Instrução Capacitação

Crise na educação

Se estamos enfrentando alguns problemas na educação convencional, imaginem na educação esportiva... Como lidar com isso?


Acredito demais em trocar informações com profissionais que trabalham em outras áreas do conhecimento humano para ter insights que possam ser úteis em nosso dia a dia profissional de educadores através do tênis.

Durante alguns dias de férias no Chile, conversei com pessoas que trabalham em museus – curadores, relações públicas, pesquisadores de história, conservadores do acervo, jornalistas – sobre como está a educação no país. Eles me respondem que a crise no setor educacional é mundial. No Chile, a educação vai de mal a pior, com pessoas chegando às universidades sem saber ler e escrever, como no Brasil.

A conversa também versou sobre como a ditadura militar chilena usou o sucesso de atletas como Hans Gildemeister, no tênis, e Eliseo Salazar, no automobilismo, e de times de futebol como Cobreloa, para fazer a propaganda do regime nos anos 1980. Precisamos lembrar a situação paralela das vitórias da Seleção Brasileira de Futebol e do piloto de Fórmula 1 Emerson Fittipaldi sendo usadas pelo também governo militar por aqui nos anos 1970? Acho que não.

No entanto, mais do que discutir a situação política do Chile ou de nosso País, ficou evidente que a crise na Educação tem razões políticas, sim – quanto menos preparados, menos conscientes e menos autônomos, mais manobráveis são os cidadãos.

Educação formal na era digital

Ao mesmo tempo, acontece uma crise no próprio sistema educativo para os tempos modernos. O que é educar bem uma criança hoje em dia? Que informações é preciso passar? Que habilidades desenvolver?

Se na internet encontramos tanta informação disponível, então – dizem as crianças – estudar, decorar, para quê? Se a transmissão cultural era uma das funções da educação formal de antigamente, hoje parece que a cultura produzida pela humanidade está toda lá, digitalizada, é só procurar. Mas, o que fazer com a informação? Colocá-la à serviço da evolução do ser humano e da comunidade, sim.... Mas como isso pode se relacionar com a educação esportiva, você deve estar se perguntando.

 

Como defensores entusiasmados do tênis como ferramenta educativa, não podemos deixar de lembrar aos professores de tênis que lidam com crianças que, há muito mais em jogo do que apenas ensinar forehands e backhands. Podemos escolher entre sermos “adestradores”, ensinando golpes através de infinitas repetições – os gestos esportivos –, ou sermos educadores, pensando na evolução daquela criança no longo prazo.

"Há muito mais em jogo do que apenas ensinar forehands e backhands"

A função do educador

Educadores pensam nos valores que desejam plantar enquanto desenvolvem suas crianças através do esporte. O tênis possui valores em sua essência – fair-play ou jogo justo, respeito, convivência entre homens e mulheres – que podemos usar e reforçar para desenvolvermos cidadãos plenos. Quando ensinamos aos nossos atletas que confiem nas marcações do adversário, que voltem o ponto quando tiverem dúvidas, que cumprimentem o adversário no final com gratidão, podemos dar sinais de que o espaço do jogo é um lugar seguro e agravável para se viver e se desenvolver.

### Instruções
Liste todas as funções das pessoas que trabalham em museus e com quem houve conversa durante as férias no Chile, conforme o texto sobre educação e tênis.

### Registros exibidos
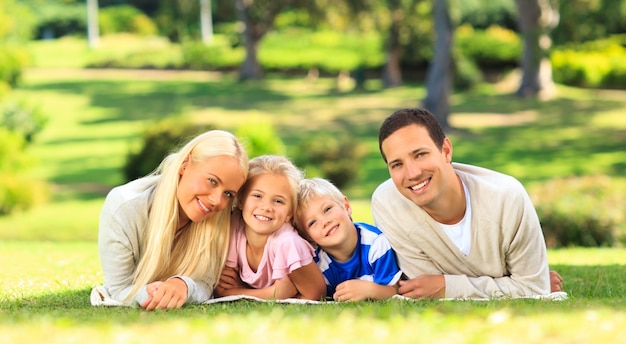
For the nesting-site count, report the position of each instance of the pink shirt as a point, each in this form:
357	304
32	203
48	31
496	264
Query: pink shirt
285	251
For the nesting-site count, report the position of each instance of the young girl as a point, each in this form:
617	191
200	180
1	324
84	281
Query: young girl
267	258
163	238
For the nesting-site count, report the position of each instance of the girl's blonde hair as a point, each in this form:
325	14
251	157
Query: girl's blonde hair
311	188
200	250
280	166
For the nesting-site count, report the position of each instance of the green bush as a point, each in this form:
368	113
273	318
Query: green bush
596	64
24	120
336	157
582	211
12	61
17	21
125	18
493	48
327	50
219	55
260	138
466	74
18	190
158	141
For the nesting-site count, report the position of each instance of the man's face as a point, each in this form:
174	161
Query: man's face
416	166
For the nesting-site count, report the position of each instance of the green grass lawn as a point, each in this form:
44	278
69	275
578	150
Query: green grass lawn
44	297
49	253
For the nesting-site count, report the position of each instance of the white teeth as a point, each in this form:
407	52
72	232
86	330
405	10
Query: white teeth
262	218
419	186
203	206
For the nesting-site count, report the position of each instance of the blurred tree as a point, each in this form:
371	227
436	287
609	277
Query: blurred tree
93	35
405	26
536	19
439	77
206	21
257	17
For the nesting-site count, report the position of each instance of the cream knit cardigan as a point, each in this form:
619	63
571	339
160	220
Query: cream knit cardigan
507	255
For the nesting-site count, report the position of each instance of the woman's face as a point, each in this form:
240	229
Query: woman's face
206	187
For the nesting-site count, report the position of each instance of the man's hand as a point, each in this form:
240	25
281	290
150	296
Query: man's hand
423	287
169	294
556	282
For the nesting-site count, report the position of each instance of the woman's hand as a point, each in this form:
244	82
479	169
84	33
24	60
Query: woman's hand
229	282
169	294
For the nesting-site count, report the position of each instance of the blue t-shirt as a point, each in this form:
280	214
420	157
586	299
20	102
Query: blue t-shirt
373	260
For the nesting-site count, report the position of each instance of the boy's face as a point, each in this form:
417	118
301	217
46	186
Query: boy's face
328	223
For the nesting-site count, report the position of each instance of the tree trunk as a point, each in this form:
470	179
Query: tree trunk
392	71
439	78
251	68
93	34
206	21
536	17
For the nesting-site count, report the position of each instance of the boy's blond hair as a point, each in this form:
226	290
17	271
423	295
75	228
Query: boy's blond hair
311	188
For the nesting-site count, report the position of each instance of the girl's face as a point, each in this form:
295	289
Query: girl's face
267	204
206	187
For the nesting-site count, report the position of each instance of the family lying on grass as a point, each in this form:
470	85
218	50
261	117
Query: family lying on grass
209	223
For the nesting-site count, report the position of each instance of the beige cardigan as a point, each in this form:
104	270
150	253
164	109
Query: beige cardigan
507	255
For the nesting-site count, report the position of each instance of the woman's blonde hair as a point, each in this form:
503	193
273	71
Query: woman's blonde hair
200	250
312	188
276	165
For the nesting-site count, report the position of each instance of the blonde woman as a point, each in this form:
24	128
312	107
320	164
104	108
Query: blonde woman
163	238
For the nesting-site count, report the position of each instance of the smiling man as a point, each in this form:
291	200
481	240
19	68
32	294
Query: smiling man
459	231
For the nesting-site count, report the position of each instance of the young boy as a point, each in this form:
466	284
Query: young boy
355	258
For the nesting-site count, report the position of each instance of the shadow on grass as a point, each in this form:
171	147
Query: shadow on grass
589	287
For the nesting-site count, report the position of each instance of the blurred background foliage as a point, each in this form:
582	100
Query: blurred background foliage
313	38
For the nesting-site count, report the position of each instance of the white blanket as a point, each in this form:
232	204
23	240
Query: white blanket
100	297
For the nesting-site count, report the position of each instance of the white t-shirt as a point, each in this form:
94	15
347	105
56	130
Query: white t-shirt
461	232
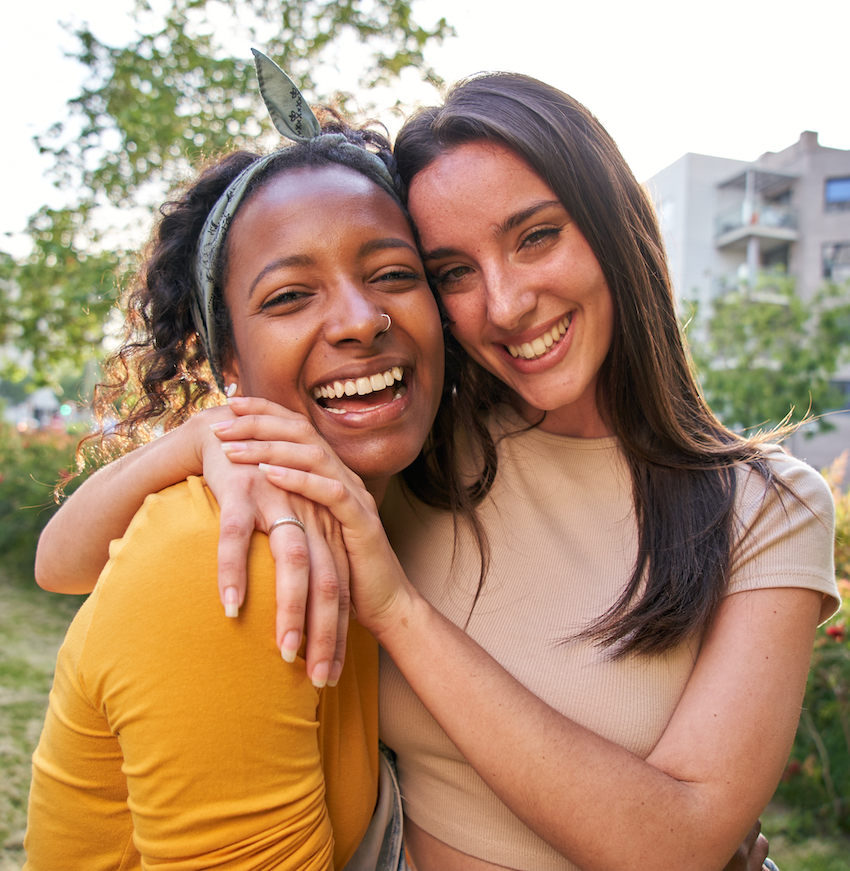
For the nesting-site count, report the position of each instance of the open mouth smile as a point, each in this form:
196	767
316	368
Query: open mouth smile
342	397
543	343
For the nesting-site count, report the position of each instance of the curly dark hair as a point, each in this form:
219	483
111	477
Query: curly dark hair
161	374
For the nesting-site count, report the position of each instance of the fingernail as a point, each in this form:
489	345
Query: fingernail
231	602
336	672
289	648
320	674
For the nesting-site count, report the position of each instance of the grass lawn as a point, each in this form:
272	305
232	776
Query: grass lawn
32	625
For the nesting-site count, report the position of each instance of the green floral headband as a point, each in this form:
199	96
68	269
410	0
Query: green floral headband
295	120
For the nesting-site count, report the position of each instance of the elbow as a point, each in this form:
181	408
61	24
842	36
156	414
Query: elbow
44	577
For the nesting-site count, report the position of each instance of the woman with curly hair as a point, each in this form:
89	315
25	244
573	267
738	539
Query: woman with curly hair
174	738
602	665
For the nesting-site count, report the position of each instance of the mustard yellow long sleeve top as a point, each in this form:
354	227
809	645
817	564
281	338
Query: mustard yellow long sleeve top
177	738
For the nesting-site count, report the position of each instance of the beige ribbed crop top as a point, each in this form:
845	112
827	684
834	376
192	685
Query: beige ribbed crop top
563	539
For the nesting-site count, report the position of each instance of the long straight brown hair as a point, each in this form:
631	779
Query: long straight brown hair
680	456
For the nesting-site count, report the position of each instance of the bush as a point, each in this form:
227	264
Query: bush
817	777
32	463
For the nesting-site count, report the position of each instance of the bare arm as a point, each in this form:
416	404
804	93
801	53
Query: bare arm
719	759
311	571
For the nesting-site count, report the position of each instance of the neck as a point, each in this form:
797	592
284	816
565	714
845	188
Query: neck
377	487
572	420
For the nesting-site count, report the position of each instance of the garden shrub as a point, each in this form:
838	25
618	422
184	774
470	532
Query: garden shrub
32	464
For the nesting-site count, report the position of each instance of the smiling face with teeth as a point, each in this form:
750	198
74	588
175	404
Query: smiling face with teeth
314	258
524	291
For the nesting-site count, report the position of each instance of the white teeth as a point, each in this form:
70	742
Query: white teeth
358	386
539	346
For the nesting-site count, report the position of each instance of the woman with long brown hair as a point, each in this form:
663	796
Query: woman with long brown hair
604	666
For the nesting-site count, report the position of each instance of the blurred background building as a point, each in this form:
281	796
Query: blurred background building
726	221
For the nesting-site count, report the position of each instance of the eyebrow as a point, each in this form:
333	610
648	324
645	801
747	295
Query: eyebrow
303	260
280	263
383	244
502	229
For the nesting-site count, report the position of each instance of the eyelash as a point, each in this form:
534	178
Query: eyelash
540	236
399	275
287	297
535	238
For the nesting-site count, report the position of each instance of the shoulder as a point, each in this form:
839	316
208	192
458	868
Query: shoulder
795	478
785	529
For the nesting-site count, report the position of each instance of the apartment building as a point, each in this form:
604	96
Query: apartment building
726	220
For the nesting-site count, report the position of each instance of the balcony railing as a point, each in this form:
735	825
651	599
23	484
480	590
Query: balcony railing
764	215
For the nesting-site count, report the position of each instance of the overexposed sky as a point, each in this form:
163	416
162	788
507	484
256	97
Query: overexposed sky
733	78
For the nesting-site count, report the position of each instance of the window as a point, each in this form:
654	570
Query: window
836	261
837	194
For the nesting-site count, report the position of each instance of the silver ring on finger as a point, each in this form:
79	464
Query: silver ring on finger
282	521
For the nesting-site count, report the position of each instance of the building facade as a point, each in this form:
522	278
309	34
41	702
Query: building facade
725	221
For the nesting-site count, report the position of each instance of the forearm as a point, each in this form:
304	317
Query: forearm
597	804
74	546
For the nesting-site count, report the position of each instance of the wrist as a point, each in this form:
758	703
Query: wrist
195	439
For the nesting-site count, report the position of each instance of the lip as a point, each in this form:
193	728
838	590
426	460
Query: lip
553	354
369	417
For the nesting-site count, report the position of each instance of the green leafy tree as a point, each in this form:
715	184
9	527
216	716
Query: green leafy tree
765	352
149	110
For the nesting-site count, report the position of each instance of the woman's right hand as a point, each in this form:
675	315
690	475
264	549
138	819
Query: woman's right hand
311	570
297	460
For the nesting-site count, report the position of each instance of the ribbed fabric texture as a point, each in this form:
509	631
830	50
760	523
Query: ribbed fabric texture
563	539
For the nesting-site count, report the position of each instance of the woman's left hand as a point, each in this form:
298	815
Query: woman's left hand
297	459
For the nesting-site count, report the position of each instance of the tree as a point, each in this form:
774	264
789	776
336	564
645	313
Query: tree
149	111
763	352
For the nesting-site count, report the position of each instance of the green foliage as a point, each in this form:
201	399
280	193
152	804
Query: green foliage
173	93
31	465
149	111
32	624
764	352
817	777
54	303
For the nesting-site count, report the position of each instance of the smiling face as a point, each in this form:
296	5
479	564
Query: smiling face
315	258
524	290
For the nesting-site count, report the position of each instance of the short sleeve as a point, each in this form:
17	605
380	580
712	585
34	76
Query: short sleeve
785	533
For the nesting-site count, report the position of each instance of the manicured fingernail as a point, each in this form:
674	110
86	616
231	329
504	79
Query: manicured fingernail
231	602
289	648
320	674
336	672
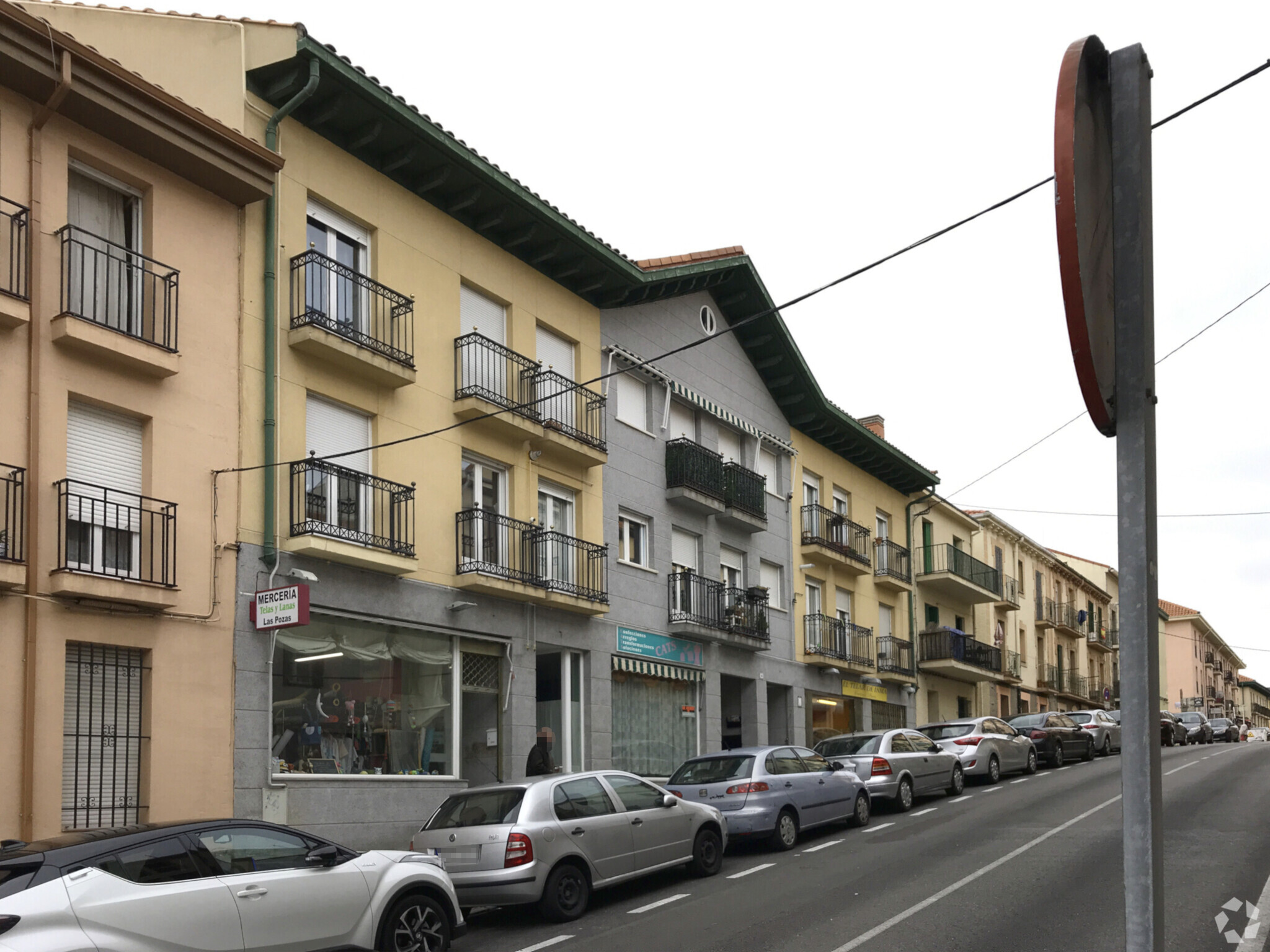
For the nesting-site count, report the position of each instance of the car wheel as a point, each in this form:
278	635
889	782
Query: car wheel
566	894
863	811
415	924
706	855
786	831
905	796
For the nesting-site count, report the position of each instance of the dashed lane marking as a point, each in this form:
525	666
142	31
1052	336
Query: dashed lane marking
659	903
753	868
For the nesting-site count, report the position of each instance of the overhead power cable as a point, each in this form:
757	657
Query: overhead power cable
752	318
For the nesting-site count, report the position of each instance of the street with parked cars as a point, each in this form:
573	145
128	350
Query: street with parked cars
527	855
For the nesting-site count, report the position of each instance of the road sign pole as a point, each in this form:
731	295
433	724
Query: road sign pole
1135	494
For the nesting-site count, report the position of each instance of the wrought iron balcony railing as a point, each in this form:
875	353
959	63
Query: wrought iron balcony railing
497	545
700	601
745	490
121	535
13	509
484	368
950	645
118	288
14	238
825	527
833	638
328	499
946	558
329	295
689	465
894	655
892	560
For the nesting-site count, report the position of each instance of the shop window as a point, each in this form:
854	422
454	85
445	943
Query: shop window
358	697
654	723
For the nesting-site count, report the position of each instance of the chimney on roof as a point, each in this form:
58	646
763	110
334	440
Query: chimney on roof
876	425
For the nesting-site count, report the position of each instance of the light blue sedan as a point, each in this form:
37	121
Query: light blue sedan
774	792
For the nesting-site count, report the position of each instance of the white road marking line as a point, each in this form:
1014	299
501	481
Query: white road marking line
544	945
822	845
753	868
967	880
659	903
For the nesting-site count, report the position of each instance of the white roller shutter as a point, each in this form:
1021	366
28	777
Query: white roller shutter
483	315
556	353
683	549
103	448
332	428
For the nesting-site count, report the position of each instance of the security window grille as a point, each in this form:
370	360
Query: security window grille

### Resposta
Curadores, relações públicas, pesquisadores de história, conservadores do acervo e jornalistas.